Data supplied:
★ ★ ★ ★

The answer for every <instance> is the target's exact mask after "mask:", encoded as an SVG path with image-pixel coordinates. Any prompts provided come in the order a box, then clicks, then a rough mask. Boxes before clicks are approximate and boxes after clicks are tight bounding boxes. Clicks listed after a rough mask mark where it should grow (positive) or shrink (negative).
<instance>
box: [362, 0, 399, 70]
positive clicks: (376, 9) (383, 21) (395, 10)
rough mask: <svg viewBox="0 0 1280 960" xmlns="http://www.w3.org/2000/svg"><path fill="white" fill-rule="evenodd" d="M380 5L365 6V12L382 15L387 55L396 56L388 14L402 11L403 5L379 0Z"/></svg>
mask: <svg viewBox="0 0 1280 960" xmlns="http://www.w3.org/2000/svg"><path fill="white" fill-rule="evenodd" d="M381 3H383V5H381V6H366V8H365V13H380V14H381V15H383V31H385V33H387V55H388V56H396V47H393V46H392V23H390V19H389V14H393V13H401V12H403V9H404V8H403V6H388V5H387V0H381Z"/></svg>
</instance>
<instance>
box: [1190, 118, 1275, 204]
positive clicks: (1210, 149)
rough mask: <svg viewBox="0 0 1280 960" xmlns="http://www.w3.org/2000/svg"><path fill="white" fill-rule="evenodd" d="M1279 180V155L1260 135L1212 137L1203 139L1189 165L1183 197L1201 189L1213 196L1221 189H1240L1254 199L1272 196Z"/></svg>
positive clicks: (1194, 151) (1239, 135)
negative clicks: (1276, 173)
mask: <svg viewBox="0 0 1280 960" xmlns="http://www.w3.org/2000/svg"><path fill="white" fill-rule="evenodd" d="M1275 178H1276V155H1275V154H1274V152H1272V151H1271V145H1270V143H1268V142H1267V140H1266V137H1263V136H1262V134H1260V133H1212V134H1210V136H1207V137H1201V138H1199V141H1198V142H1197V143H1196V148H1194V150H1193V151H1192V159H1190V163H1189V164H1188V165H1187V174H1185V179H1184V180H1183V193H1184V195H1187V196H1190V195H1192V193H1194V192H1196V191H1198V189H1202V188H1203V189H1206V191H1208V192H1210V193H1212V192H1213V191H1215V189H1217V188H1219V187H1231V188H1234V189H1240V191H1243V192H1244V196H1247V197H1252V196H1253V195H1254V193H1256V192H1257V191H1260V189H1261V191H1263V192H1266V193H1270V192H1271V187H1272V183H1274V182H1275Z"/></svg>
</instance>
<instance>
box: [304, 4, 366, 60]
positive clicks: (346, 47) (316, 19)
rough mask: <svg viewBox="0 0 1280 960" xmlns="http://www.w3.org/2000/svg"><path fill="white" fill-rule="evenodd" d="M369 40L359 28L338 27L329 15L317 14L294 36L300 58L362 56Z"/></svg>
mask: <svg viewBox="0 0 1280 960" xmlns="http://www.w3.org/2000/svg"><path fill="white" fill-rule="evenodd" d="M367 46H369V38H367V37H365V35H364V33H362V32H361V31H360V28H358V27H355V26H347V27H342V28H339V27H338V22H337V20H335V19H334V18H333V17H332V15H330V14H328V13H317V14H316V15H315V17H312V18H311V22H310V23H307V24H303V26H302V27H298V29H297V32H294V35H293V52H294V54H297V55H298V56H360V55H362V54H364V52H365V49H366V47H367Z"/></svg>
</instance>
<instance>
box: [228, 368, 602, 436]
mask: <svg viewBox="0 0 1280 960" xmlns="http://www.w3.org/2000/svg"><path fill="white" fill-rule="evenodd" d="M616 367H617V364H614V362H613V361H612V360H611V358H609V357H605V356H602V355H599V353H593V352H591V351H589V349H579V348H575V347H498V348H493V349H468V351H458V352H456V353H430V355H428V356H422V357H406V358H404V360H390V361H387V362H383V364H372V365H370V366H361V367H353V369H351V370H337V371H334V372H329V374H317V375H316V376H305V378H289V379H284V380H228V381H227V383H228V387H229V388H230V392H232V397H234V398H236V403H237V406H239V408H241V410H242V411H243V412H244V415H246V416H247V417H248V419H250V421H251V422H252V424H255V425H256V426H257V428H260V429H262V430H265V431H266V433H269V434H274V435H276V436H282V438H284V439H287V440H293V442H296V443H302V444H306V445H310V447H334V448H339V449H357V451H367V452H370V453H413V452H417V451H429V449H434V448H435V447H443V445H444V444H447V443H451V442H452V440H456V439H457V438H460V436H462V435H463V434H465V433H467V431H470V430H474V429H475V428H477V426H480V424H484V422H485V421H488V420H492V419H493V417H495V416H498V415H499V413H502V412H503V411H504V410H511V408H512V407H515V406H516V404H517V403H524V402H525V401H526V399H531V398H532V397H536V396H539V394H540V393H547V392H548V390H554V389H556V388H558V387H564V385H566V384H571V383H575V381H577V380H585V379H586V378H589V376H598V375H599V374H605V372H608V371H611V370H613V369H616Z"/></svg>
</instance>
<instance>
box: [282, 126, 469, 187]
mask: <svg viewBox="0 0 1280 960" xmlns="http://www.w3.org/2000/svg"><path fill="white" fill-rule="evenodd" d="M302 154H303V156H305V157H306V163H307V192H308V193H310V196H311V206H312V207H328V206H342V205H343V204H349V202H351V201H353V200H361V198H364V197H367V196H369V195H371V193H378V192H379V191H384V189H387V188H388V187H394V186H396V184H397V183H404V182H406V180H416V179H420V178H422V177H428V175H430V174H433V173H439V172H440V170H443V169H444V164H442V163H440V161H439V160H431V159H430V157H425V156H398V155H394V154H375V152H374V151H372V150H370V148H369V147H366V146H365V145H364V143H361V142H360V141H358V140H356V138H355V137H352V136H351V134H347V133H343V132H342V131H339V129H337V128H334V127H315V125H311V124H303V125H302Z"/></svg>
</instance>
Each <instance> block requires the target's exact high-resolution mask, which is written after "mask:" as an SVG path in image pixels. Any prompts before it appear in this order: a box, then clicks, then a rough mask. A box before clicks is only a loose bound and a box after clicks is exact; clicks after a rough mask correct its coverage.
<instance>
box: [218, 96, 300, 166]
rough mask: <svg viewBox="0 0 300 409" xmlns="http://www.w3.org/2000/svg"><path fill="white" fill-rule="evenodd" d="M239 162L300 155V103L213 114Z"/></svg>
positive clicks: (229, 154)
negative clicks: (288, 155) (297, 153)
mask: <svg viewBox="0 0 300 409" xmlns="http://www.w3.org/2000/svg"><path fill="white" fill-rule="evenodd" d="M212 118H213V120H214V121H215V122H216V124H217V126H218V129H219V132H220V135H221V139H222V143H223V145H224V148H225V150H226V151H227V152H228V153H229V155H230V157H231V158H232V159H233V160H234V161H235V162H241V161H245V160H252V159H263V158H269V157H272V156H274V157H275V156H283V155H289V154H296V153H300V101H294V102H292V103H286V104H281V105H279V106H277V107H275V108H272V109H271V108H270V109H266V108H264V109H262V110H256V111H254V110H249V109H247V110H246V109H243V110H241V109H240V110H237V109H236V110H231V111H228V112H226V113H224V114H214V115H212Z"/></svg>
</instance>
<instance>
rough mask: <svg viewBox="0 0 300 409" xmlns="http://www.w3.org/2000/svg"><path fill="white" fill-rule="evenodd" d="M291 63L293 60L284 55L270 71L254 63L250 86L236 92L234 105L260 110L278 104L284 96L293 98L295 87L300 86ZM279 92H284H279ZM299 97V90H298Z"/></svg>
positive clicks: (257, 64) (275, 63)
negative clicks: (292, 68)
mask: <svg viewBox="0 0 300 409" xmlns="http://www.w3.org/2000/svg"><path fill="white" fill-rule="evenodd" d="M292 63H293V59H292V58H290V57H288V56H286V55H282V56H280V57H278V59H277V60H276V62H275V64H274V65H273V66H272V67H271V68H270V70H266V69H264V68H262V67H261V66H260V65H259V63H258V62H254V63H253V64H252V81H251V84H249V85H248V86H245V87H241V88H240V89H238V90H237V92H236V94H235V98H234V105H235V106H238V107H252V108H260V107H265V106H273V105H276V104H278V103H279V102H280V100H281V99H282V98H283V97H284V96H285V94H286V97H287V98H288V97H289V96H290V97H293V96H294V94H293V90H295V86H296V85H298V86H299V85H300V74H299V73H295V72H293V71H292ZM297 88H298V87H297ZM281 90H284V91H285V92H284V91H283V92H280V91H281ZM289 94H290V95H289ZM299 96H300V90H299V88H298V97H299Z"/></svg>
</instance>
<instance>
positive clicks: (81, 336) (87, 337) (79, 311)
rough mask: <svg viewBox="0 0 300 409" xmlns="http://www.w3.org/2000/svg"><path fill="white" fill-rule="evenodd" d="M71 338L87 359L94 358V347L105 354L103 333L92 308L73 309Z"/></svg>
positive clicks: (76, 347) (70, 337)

★ ★ ★ ★

Work instruction:
Format the listing as a numbered list, starting at its first line and ending at the line that contains "positive clicks: (1194, 151) (1239, 135)", with both of those lines included and any blank lines dropped.

Exercise solution:
1. The answer for every <instance> is the target's exact mask after "mask:", encoded as an SVG path with image-pixel coordinates. Any prompts provided come in the order a box, then clicks, then a rough mask. Boxes before clicks are approximate and boxes after clicks are tight bounding boxes. Clicks listed after a rough mask mark where it should grow (positive) or shrink (negative).
2. <instance>
3. box: [362, 0, 399, 70]
4. positive clicks: (376, 9) (383, 21) (395, 10)
5. rough mask: <svg viewBox="0 0 1280 960" xmlns="http://www.w3.org/2000/svg"><path fill="white" fill-rule="evenodd" d="M380 5L365 6V12L382 15L387 55L396 56L388 14L402 11L403 5L379 0Z"/></svg>
6. mask: <svg viewBox="0 0 1280 960" xmlns="http://www.w3.org/2000/svg"><path fill="white" fill-rule="evenodd" d="M381 3H383V5H381V6H366V8H365V13H380V14H381V15H383V31H385V33H387V55H388V56H396V47H393V46H392V23H390V19H389V14H393V13H401V12H403V9H404V8H403V6H388V5H387V0H381Z"/></svg>
7. </instance>
8. <instance>
9. box: [1190, 118, 1275, 204]
10. positive clicks: (1210, 149)
11. rough mask: <svg viewBox="0 0 1280 960" xmlns="http://www.w3.org/2000/svg"><path fill="white" fill-rule="evenodd" d="M1279 180V155L1260 135L1212 137L1203 139L1189 165L1183 197L1201 189L1213 196L1221 189H1240L1254 199L1272 196Z"/></svg>
12. positive clicks: (1194, 151) (1239, 135)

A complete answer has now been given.